- **SUPPLIED PASSAGE**
_ _ _
I can’t believe that in less than 12 hours, I’ll be running my first marathon. It’s hard to accurately describe in words how I’m feeling. I know I’ve done the training. I know I can do it. I need to start tomorrow’s race without an ounce of doubt.
I saw my chiropractor this morning for my last adjustments and taping. He’s run 40+ marathons and has done four Iron Man competitions. He understands endurance sports and how to push the body. I told him I was nervous, and he said (and later wrote on my hat brim), “You’ve trained hard and you’ve removed the word ‘quit’ from your mind, at least for today.” He’s right. There is no quitting. Not today, not tomorrow.
I’ve had friends and family texting, calling, and emailing all day wishing me good luck and telling me how proud they are of me. I attended the Team in Training Inspiration Dinner tonight and was overwhelmed with the most touching stories of blood cancer survivors, and sadly, of those who lost their battle with the disease.
I walked away from the dinner tonight having learned or having been reminded of a few things, all of which I’ll tuck under the blankets with me tonight:
- There are more than 1.4 million people in the U.S. living with blood cancer. Tomorrow I run for them. I run to get them out of their hospital bed and back into their own. I run to keep those living in remission to stay in remission.
- I run because cancer sucks.
- My family and friends believe me; I believe in me.
- I will embrace the discomfort.
- I am a long distance endurance athlete.
- I GOT THIS.
When I cross that start line tomorrow morning, I will begin a 26.2 mile challenge against my mind and body. When I cross that finish line, I will cry. I will have achieved something I told myself I would never do, and I will have made an impact on so many. I will accomplish something that is so much bigger than me.
_ _ _
- **DATASET RECORDS**
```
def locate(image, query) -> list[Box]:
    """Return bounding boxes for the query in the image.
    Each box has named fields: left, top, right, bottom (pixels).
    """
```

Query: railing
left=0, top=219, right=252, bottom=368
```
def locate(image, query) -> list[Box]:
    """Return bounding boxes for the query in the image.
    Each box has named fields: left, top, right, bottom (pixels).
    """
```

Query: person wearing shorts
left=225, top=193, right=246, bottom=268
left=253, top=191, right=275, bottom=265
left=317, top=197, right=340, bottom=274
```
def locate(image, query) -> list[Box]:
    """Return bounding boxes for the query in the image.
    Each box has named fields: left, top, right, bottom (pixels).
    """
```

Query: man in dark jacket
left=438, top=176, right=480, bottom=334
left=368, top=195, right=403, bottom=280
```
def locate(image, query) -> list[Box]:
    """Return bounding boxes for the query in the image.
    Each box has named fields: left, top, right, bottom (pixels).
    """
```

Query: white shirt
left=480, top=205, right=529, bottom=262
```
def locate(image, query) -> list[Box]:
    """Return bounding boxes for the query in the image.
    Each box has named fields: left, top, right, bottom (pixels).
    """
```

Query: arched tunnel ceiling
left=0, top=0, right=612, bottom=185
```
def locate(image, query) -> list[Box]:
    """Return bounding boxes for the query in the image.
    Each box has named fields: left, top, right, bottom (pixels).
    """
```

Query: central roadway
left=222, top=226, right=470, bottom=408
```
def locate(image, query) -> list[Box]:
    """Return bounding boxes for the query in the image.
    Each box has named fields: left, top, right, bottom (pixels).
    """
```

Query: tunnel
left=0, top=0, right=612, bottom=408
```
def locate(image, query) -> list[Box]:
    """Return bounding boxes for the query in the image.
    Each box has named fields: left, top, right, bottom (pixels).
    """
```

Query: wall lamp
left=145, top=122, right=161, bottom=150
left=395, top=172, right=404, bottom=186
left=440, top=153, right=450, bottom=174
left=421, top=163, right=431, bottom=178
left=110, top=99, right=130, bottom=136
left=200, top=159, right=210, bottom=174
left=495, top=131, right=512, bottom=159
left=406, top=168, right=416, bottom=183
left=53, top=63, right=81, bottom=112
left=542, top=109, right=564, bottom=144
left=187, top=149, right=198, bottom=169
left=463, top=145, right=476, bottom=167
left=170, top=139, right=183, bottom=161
_ _ _
- **TRY IT**
Return, word for word, the stretch of the marathon-eve post that begins at "- I will embrace" and stops after "bigger than me.".

- **RESPONSE**
- I will embrace the discomfort.
- I am a long distance endurance athlete.
- I GOT THIS.
When I cross that start line tomorrow morning, I will begin a 26.2 mile challenge against my mind and body. When I cross that finish line, I will cry. I will have achieved something I told myself I would never do, and I will have made an impact on so many. I will accomplish something that is so much bigger than me.